> [REQUIRED WORK]: Copy the lines verbatim, beginning with the line that contains "hand in the photo above." and continuing through the end of the data, and only those lines.

(Position annotation records)
▽
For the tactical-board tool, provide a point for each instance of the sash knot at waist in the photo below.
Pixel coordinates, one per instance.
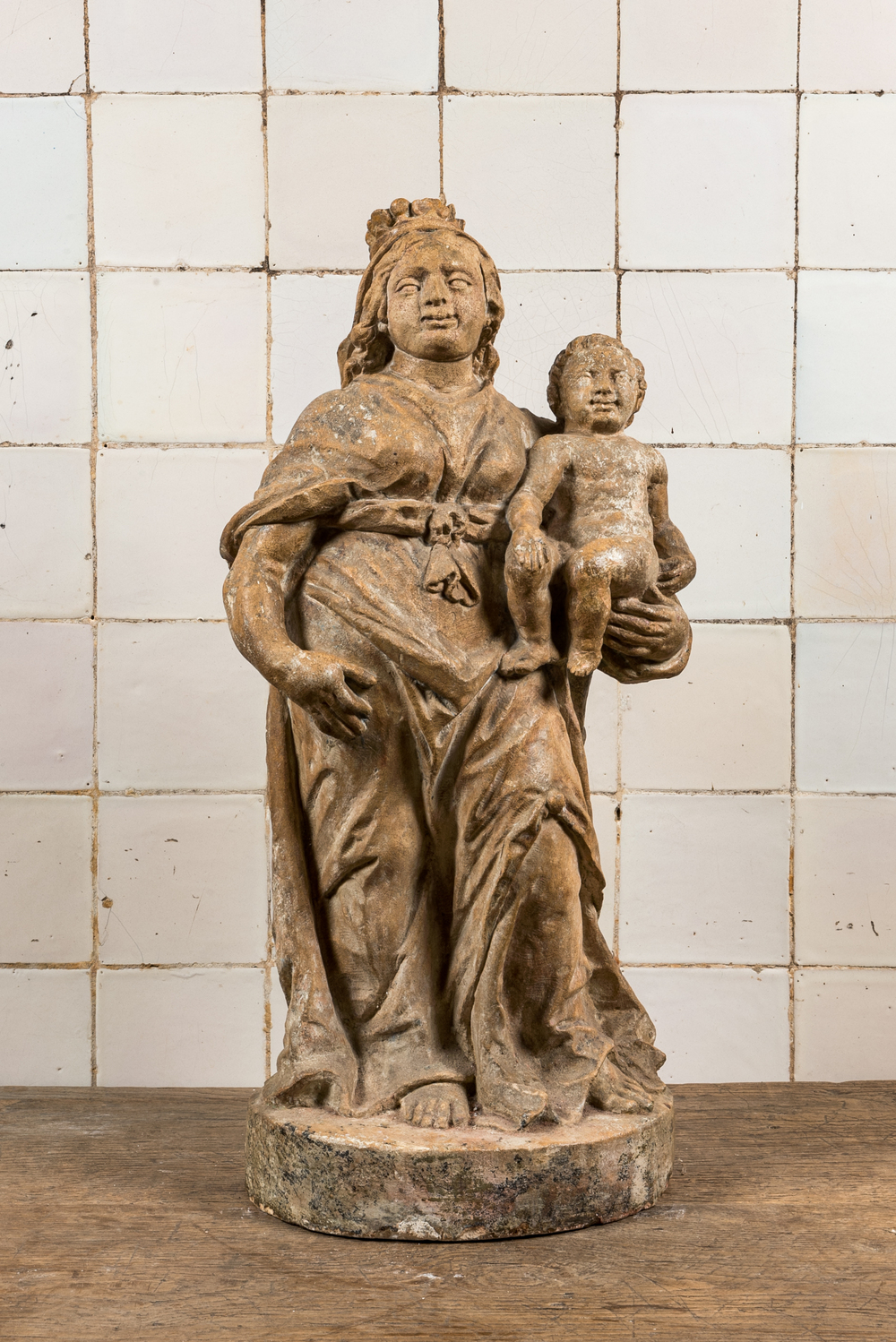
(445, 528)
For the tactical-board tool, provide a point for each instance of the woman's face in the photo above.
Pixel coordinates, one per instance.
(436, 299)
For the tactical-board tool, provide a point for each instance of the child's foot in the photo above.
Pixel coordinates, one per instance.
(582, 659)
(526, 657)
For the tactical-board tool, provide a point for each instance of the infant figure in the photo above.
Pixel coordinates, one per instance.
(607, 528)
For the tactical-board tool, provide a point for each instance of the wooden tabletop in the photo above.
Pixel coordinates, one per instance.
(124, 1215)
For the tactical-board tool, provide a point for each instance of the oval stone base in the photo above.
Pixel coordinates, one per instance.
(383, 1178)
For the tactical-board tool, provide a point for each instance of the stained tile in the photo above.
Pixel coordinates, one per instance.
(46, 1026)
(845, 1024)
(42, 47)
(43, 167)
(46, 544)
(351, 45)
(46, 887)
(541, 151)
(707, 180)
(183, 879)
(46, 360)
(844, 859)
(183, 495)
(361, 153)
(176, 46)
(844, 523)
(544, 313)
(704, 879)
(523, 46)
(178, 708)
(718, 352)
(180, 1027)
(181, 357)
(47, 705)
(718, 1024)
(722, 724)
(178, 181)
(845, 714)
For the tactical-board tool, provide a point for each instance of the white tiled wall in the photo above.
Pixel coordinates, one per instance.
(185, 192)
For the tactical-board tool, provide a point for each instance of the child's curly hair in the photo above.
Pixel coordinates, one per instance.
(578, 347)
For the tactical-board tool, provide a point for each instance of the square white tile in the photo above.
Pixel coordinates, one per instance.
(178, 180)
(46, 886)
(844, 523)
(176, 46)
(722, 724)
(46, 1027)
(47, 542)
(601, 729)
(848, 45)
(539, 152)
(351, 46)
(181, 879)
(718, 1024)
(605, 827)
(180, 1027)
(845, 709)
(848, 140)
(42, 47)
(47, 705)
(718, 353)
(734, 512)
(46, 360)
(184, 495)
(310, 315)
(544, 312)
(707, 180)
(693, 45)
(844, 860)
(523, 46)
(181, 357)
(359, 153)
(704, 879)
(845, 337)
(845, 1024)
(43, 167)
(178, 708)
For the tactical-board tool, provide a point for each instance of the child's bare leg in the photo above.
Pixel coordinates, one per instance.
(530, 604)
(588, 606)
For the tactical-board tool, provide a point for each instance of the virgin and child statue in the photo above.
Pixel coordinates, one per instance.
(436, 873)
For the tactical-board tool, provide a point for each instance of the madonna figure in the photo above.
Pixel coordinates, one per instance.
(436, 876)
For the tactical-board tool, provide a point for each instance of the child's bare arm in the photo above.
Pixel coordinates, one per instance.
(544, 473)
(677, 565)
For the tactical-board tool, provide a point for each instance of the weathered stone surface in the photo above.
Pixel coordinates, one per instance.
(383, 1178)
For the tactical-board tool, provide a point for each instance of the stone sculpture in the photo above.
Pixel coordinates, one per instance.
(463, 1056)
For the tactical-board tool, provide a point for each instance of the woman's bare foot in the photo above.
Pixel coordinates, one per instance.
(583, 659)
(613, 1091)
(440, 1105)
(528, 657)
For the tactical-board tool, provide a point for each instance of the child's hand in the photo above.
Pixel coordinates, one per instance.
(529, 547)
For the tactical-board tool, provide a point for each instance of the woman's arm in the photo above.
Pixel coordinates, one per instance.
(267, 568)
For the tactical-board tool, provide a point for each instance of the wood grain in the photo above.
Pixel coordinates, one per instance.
△
> [IN RESPONSE]:
For the tactical-board tool, provide a point for each instance of the child's hand in the photo above.
Pixel coordinates, one per instance.
(529, 547)
For the tactical-board tool, provide a point for each instance of the woman's arm in the photo above.
Pixel coordinates, one per instance.
(267, 568)
For the tactical-board tool, provide a point for each instance of the wood grain in the photo above.
Pixel coordinates, one per instance.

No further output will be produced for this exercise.